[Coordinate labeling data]

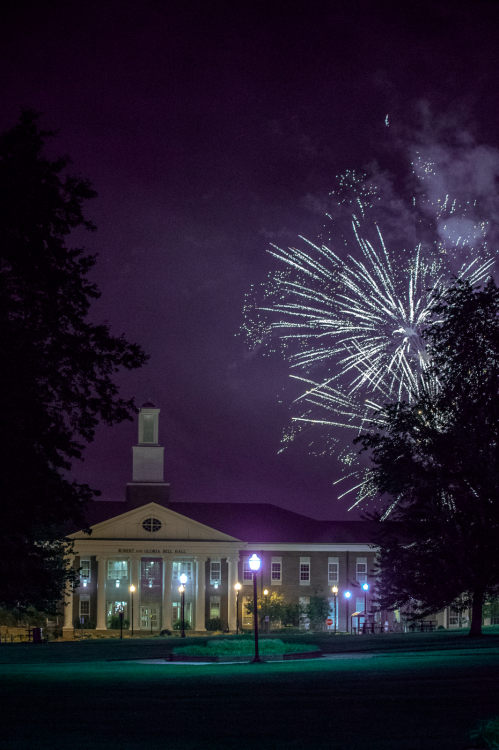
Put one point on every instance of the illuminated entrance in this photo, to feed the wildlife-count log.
(149, 618)
(176, 613)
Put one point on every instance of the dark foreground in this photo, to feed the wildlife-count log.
(71, 696)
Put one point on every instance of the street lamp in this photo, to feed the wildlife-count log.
(254, 563)
(348, 594)
(238, 589)
(365, 586)
(120, 614)
(335, 594)
(132, 589)
(183, 581)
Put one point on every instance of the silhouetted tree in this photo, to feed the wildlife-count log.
(437, 460)
(56, 377)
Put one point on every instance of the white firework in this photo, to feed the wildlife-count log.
(351, 327)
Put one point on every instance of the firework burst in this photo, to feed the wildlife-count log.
(350, 325)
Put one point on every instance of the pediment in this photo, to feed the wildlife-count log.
(174, 526)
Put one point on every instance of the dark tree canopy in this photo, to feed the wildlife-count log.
(437, 461)
(56, 381)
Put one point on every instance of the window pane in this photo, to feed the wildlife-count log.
(180, 568)
(333, 572)
(148, 428)
(117, 569)
(215, 572)
(276, 571)
(247, 572)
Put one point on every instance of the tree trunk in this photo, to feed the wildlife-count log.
(476, 614)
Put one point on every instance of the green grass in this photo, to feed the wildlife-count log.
(59, 696)
(243, 646)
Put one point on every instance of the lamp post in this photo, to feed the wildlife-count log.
(132, 589)
(335, 594)
(254, 563)
(347, 597)
(365, 586)
(238, 589)
(181, 588)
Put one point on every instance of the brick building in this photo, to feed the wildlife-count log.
(149, 542)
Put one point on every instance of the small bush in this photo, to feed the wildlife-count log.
(177, 625)
(487, 734)
(241, 647)
(113, 623)
(215, 623)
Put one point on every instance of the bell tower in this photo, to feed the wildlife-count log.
(147, 483)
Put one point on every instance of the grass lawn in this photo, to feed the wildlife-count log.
(62, 696)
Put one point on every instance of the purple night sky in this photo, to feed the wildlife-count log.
(210, 130)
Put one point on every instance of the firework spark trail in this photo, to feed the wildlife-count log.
(361, 318)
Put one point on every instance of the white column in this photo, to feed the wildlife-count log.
(200, 594)
(67, 630)
(166, 618)
(231, 598)
(135, 579)
(101, 592)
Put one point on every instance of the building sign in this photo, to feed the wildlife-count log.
(152, 551)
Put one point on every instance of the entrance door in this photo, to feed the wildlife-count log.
(149, 616)
(176, 612)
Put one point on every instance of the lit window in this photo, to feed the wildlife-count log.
(117, 569)
(304, 620)
(361, 570)
(182, 567)
(247, 572)
(215, 572)
(304, 571)
(151, 524)
(148, 428)
(150, 573)
(84, 572)
(214, 607)
(276, 570)
(332, 569)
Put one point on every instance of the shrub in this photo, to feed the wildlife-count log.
(487, 734)
(177, 625)
(114, 623)
(88, 625)
(215, 623)
(243, 646)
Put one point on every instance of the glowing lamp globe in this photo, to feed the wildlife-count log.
(254, 562)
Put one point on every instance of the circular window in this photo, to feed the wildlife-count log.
(151, 524)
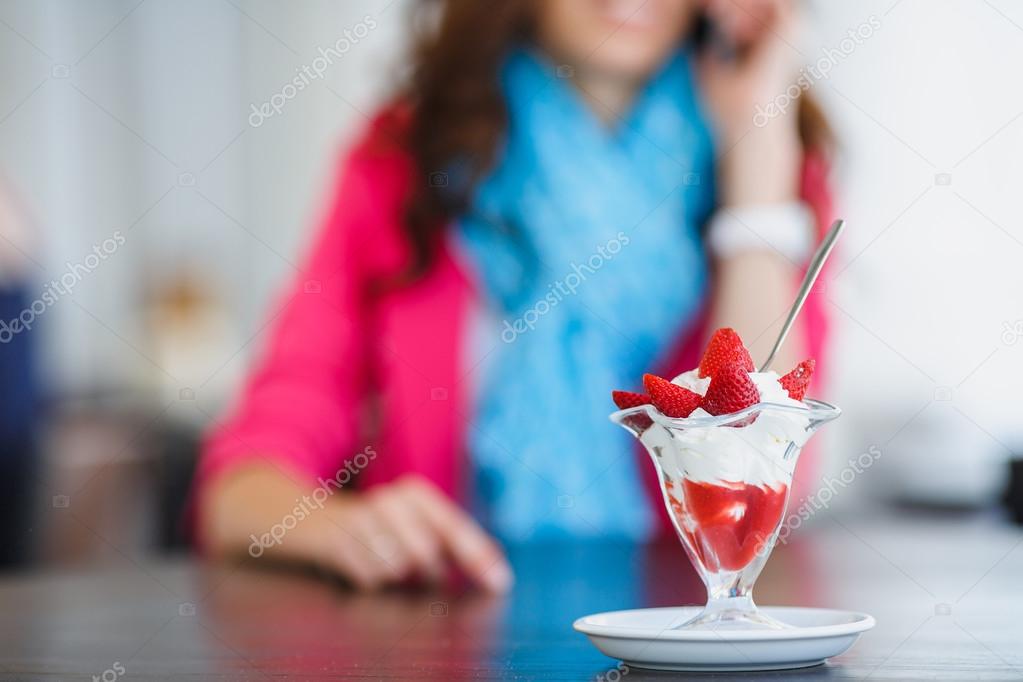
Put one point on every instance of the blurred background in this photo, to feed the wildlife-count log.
(149, 210)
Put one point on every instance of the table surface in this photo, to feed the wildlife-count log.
(945, 591)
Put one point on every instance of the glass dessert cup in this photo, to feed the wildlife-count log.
(725, 484)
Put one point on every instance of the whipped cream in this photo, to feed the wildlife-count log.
(752, 454)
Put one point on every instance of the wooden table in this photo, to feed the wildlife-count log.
(945, 592)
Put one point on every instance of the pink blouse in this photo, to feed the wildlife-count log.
(346, 367)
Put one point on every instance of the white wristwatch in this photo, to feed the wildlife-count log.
(786, 228)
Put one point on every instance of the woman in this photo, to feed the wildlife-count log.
(567, 195)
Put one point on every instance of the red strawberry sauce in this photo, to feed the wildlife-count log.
(728, 520)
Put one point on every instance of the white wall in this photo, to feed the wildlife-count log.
(153, 90)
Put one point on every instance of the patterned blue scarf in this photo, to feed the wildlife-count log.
(586, 243)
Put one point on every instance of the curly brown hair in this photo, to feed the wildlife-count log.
(458, 114)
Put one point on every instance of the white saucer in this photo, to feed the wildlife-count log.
(643, 638)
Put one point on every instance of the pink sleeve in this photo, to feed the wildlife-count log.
(815, 191)
(301, 402)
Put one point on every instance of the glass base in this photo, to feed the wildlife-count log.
(731, 614)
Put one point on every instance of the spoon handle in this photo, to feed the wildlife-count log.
(816, 263)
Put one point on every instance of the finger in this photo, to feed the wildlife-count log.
(346, 556)
(377, 542)
(417, 539)
(362, 548)
(470, 547)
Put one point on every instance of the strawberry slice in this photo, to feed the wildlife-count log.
(730, 390)
(724, 348)
(671, 400)
(798, 379)
(626, 399)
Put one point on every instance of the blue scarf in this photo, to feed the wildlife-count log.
(586, 240)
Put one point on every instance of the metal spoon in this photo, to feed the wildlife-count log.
(817, 262)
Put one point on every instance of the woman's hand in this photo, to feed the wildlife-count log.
(395, 532)
(408, 529)
(760, 156)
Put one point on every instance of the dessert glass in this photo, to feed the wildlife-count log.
(725, 483)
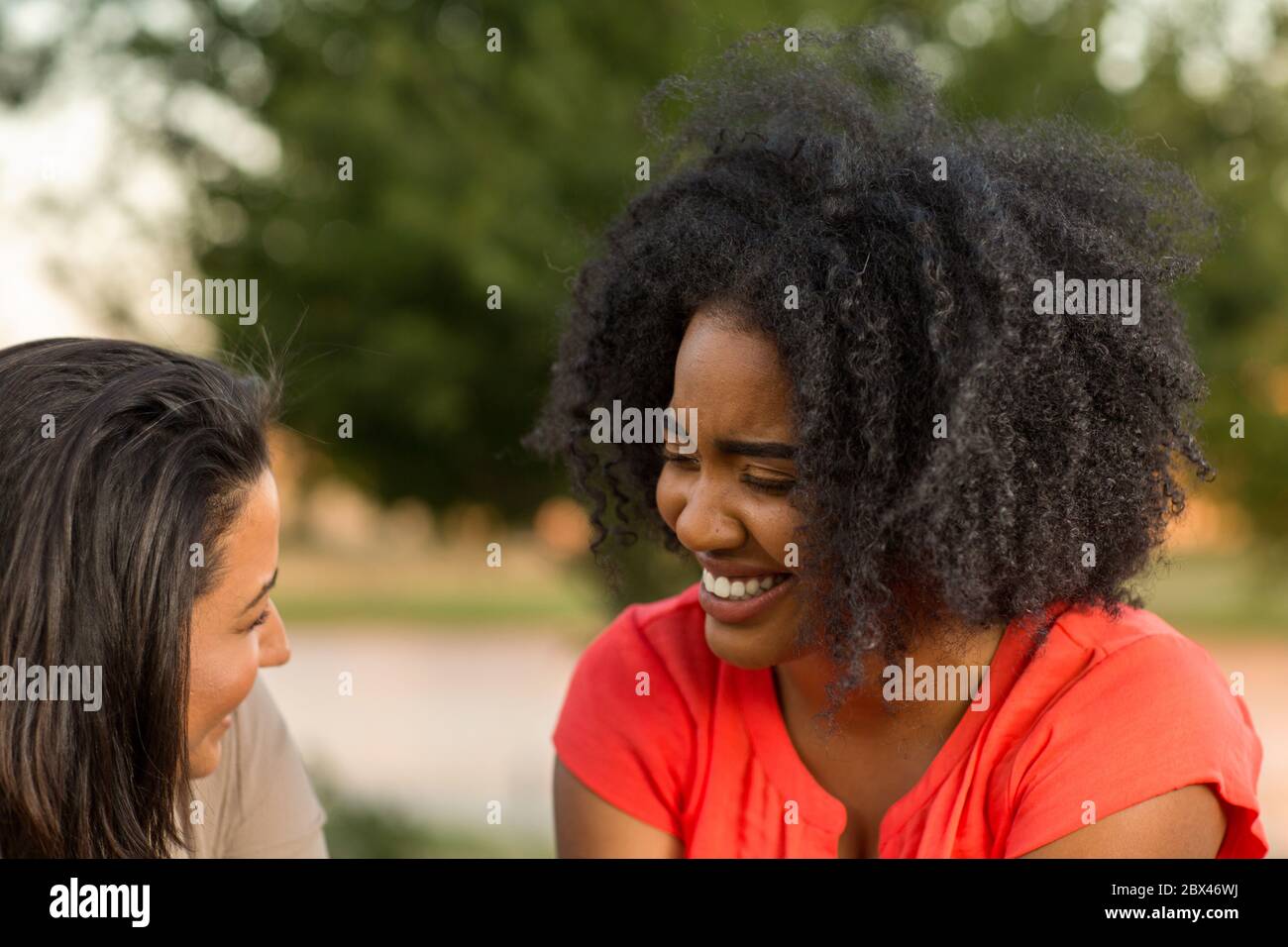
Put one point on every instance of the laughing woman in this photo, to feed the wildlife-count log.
(138, 548)
(905, 476)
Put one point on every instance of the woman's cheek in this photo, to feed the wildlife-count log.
(669, 501)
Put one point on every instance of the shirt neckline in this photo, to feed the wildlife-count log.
(787, 771)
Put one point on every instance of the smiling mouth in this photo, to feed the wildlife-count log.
(742, 589)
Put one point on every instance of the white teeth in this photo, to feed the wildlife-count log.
(738, 590)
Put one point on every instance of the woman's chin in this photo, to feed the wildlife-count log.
(746, 647)
(205, 758)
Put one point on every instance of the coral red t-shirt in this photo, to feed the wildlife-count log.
(1109, 712)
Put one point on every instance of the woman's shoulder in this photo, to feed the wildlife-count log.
(662, 639)
(1091, 648)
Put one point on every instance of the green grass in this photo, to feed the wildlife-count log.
(359, 827)
(1206, 595)
(446, 611)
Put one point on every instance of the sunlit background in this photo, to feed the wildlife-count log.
(128, 153)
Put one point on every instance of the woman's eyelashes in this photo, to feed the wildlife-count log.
(774, 486)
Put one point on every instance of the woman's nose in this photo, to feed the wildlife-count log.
(274, 647)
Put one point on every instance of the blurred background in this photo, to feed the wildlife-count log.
(140, 138)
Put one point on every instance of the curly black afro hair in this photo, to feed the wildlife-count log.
(814, 169)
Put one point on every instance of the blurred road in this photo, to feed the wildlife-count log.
(445, 724)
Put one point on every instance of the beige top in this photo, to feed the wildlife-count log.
(259, 801)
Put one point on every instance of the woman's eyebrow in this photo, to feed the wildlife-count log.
(263, 591)
(758, 449)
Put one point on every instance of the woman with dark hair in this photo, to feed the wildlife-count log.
(138, 548)
(914, 487)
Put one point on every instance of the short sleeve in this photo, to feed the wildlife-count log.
(1150, 718)
(271, 810)
(626, 736)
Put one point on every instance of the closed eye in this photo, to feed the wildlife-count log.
(261, 620)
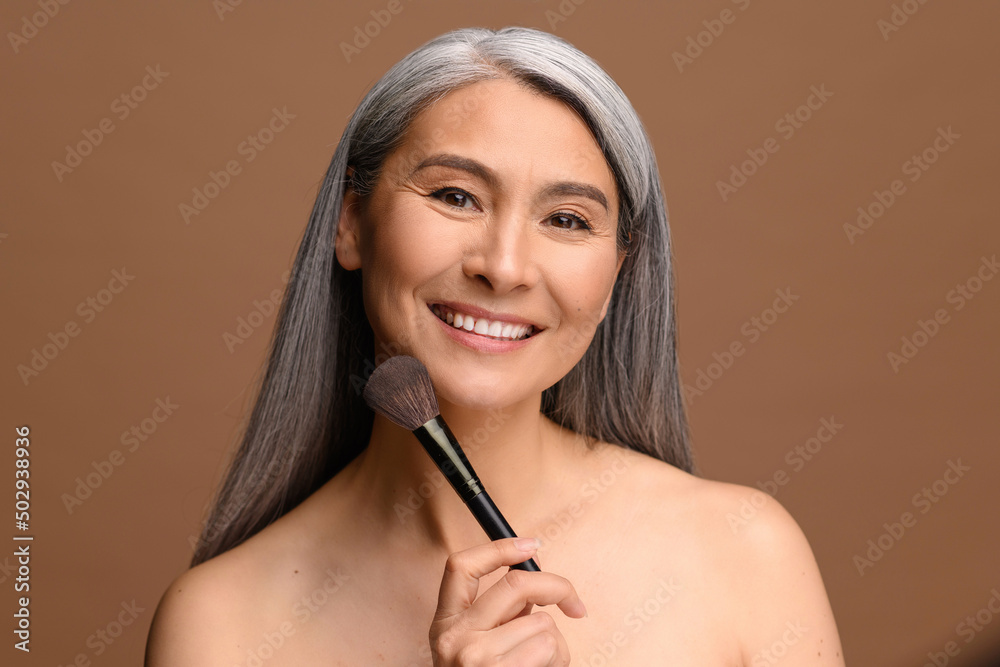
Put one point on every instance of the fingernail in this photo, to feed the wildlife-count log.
(527, 543)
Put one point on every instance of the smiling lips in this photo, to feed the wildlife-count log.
(497, 329)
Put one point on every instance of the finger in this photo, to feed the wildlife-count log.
(509, 635)
(540, 650)
(460, 583)
(507, 597)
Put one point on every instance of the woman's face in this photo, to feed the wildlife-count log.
(487, 247)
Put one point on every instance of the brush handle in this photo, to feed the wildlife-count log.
(492, 521)
(447, 454)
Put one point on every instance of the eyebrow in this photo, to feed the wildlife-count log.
(486, 174)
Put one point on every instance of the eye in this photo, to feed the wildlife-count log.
(454, 197)
(569, 221)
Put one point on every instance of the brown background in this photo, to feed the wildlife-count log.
(163, 335)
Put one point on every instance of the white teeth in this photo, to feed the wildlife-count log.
(483, 326)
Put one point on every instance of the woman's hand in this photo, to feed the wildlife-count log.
(499, 628)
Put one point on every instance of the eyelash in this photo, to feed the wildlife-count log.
(566, 214)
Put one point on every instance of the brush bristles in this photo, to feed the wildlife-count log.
(401, 390)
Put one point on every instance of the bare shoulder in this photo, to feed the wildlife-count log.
(212, 612)
(199, 616)
(745, 548)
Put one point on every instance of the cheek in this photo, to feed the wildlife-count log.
(581, 290)
(401, 251)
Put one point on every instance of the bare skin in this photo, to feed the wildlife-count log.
(385, 564)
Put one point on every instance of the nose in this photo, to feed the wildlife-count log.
(500, 255)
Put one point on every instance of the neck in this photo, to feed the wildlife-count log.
(401, 490)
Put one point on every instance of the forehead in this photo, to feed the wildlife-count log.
(512, 129)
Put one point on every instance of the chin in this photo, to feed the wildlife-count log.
(463, 390)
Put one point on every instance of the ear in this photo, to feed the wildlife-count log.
(607, 302)
(347, 244)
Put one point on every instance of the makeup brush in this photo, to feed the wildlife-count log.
(400, 389)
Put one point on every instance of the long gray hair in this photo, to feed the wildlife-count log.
(309, 419)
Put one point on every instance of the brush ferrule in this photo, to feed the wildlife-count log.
(444, 449)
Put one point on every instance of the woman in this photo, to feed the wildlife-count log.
(494, 210)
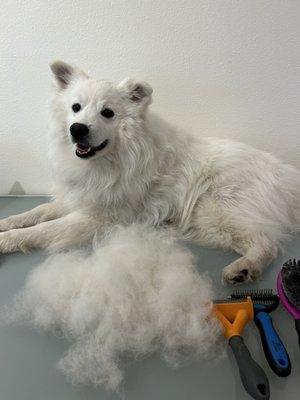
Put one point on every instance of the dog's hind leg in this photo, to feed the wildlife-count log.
(70, 230)
(42, 213)
(257, 253)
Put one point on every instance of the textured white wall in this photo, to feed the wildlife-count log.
(225, 68)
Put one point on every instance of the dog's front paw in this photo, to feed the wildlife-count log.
(12, 241)
(5, 225)
(240, 271)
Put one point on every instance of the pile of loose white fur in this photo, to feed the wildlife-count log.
(137, 293)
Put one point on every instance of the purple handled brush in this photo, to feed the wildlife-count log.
(288, 289)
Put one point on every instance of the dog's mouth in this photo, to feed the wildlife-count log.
(84, 151)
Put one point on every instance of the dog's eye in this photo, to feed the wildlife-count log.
(107, 113)
(76, 107)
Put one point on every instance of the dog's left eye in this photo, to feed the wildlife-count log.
(107, 113)
(76, 107)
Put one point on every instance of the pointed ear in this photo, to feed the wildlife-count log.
(137, 91)
(65, 73)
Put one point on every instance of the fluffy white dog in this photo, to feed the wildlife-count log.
(114, 162)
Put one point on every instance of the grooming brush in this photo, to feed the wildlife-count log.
(234, 315)
(265, 301)
(288, 288)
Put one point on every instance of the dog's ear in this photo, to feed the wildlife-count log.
(65, 73)
(138, 91)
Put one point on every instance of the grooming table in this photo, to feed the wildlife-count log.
(28, 359)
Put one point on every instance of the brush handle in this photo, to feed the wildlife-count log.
(274, 349)
(297, 326)
(252, 375)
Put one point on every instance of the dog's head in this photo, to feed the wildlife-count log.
(95, 113)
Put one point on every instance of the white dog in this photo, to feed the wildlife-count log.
(114, 162)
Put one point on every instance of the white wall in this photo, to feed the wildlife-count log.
(225, 68)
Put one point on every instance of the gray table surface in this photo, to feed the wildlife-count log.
(27, 358)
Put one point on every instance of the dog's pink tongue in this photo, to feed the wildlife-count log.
(82, 148)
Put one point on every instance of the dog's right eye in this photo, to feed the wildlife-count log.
(76, 107)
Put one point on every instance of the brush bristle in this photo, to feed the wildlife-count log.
(259, 295)
(290, 274)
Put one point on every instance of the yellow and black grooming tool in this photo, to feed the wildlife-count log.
(234, 316)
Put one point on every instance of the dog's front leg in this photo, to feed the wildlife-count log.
(42, 213)
(72, 229)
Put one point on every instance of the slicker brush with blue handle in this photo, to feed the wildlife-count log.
(264, 302)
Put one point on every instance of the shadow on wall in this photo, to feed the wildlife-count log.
(17, 190)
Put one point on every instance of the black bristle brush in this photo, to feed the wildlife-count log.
(288, 288)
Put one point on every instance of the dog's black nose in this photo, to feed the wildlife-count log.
(78, 131)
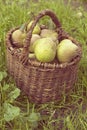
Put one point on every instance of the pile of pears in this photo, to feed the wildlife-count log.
(44, 45)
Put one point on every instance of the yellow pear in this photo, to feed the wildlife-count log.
(45, 50)
(49, 33)
(34, 38)
(66, 51)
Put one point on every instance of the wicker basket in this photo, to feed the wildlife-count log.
(41, 82)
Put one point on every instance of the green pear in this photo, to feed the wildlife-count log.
(36, 30)
(45, 50)
(66, 51)
(34, 38)
(49, 33)
(18, 36)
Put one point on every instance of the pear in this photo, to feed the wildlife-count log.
(36, 30)
(31, 55)
(49, 33)
(66, 51)
(34, 38)
(18, 36)
(45, 50)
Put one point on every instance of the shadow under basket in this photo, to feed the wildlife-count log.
(41, 82)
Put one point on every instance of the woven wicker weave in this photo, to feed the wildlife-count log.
(41, 82)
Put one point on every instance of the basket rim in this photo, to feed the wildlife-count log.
(14, 51)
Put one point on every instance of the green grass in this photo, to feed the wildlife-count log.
(16, 112)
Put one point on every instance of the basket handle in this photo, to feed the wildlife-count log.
(24, 56)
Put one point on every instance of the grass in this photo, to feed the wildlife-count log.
(16, 112)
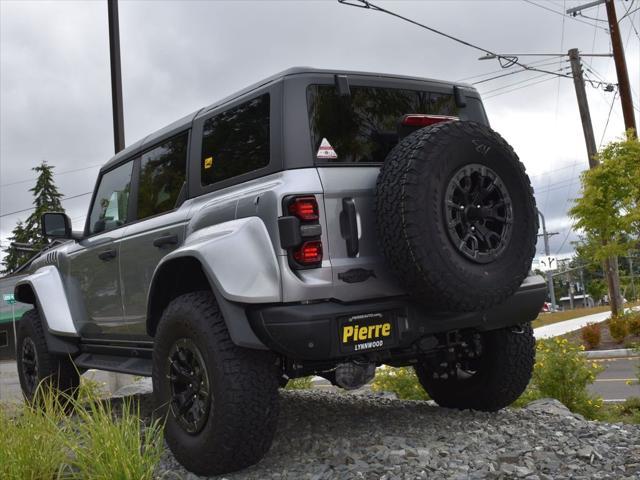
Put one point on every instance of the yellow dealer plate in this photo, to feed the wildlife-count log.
(368, 331)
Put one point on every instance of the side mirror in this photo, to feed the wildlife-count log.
(56, 225)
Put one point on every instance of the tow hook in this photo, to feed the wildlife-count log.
(352, 375)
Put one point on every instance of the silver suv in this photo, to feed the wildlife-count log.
(317, 223)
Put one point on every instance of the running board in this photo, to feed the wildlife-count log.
(115, 363)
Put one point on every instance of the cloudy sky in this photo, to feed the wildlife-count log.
(178, 56)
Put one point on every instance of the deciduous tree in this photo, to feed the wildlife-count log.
(608, 210)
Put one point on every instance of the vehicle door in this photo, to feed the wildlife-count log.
(159, 227)
(93, 265)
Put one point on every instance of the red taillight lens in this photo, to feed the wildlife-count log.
(308, 253)
(419, 120)
(305, 208)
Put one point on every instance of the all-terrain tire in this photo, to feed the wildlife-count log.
(413, 227)
(36, 365)
(503, 373)
(243, 410)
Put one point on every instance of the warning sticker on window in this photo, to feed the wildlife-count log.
(326, 151)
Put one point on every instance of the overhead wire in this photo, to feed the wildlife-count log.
(517, 88)
(33, 208)
(505, 61)
(54, 173)
(517, 83)
(557, 12)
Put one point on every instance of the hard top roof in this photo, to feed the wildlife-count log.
(186, 120)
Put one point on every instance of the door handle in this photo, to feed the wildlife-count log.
(107, 255)
(165, 240)
(349, 226)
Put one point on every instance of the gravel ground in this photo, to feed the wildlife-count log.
(324, 435)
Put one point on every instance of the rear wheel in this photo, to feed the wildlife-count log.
(490, 382)
(36, 365)
(220, 400)
(456, 216)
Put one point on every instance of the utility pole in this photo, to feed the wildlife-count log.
(116, 75)
(546, 236)
(583, 105)
(621, 68)
(584, 290)
(624, 88)
(633, 284)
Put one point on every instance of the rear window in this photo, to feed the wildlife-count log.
(236, 141)
(363, 127)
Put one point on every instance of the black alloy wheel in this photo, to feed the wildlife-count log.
(478, 213)
(190, 386)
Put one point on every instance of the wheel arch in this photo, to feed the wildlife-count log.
(45, 291)
(183, 274)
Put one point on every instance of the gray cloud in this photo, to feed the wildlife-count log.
(178, 56)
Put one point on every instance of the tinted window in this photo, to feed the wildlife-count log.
(236, 141)
(162, 176)
(363, 127)
(109, 209)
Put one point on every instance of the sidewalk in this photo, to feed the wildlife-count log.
(560, 328)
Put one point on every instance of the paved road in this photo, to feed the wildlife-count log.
(612, 383)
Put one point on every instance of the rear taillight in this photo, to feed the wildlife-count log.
(309, 253)
(300, 231)
(305, 208)
(421, 120)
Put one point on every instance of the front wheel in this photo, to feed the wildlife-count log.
(491, 381)
(220, 400)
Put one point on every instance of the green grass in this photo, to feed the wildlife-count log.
(44, 441)
(302, 383)
(555, 317)
(31, 440)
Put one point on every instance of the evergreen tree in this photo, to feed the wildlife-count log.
(14, 257)
(46, 199)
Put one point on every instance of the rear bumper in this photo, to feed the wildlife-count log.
(311, 332)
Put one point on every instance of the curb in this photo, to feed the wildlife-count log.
(617, 353)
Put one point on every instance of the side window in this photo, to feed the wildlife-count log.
(162, 176)
(236, 141)
(109, 209)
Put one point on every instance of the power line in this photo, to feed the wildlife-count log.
(561, 13)
(518, 88)
(33, 208)
(606, 125)
(55, 174)
(517, 83)
(505, 61)
(508, 73)
(502, 69)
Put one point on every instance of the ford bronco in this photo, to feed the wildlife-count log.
(317, 223)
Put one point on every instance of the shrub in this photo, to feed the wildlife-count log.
(591, 335)
(563, 373)
(633, 322)
(618, 328)
(302, 383)
(402, 381)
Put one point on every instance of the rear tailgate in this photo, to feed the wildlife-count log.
(358, 268)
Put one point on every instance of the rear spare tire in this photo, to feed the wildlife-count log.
(456, 216)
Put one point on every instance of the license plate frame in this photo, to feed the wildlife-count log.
(368, 332)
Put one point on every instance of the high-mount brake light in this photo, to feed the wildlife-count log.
(305, 208)
(421, 120)
(309, 253)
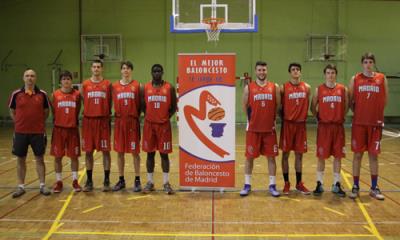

**EXERCISE INSTRUCTIONS:** How many lines of the records above contain the string "spoon"? Case counts, so reply with the number alone.

**EXERCISE RESULT:** 2